____ Available records
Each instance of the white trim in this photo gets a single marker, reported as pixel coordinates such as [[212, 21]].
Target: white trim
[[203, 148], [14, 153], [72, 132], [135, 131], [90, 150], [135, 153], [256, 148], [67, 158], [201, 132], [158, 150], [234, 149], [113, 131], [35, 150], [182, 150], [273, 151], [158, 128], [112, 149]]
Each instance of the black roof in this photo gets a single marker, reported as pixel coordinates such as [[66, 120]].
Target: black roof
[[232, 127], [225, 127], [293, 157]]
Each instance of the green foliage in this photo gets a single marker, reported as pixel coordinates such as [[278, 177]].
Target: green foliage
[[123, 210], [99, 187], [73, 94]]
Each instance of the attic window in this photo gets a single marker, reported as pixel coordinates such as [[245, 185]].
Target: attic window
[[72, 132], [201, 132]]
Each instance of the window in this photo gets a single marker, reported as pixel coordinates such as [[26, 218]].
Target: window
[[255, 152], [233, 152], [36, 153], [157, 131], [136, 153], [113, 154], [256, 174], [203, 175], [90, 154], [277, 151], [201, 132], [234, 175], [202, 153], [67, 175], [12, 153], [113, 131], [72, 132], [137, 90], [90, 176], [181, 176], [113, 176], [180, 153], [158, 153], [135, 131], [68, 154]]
________
**What the task requires**. Print out each line of the data exactly.

**Task output**.
Each instance of the white trim in this photo gets a single marker, reported as pixel coordinates such as [[212, 21]].
Target: white trim
[[203, 148], [14, 153], [72, 132], [135, 131], [90, 150], [135, 153], [256, 148], [67, 158], [201, 132], [158, 150], [234, 149], [113, 131], [35, 150], [182, 150], [273, 151], [158, 128], [112, 149]]
Each instance of the black roof in this photo gets a single marker, reported as pixel coordinates such as [[66, 120]].
Target: black roof
[[232, 127], [225, 127], [293, 157]]
Each instance of the green foliage in this photo gets a single marker, reported as pixel coordinates such as [[278, 177]].
Target: green foliage
[[123, 210], [99, 187], [73, 94]]
Each instance of the attic window in this photo gets a single marker, reported as pixel coordinates such as [[245, 185]].
Target: attic window
[[72, 132], [201, 132]]
Each instance of the window in this photo gets a single marker, reported as pixel coordinates such as [[26, 218]].
Target: window
[[255, 152], [233, 152], [36, 153], [157, 131], [136, 153], [113, 154], [256, 174], [203, 175], [90, 154], [277, 151], [201, 132], [234, 175], [202, 153], [67, 175], [12, 153], [113, 131], [72, 132], [137, 90], [90, 176], [181, 176], [113, 176], [180, 153], [158, 153], [135, 131], [68, 154]]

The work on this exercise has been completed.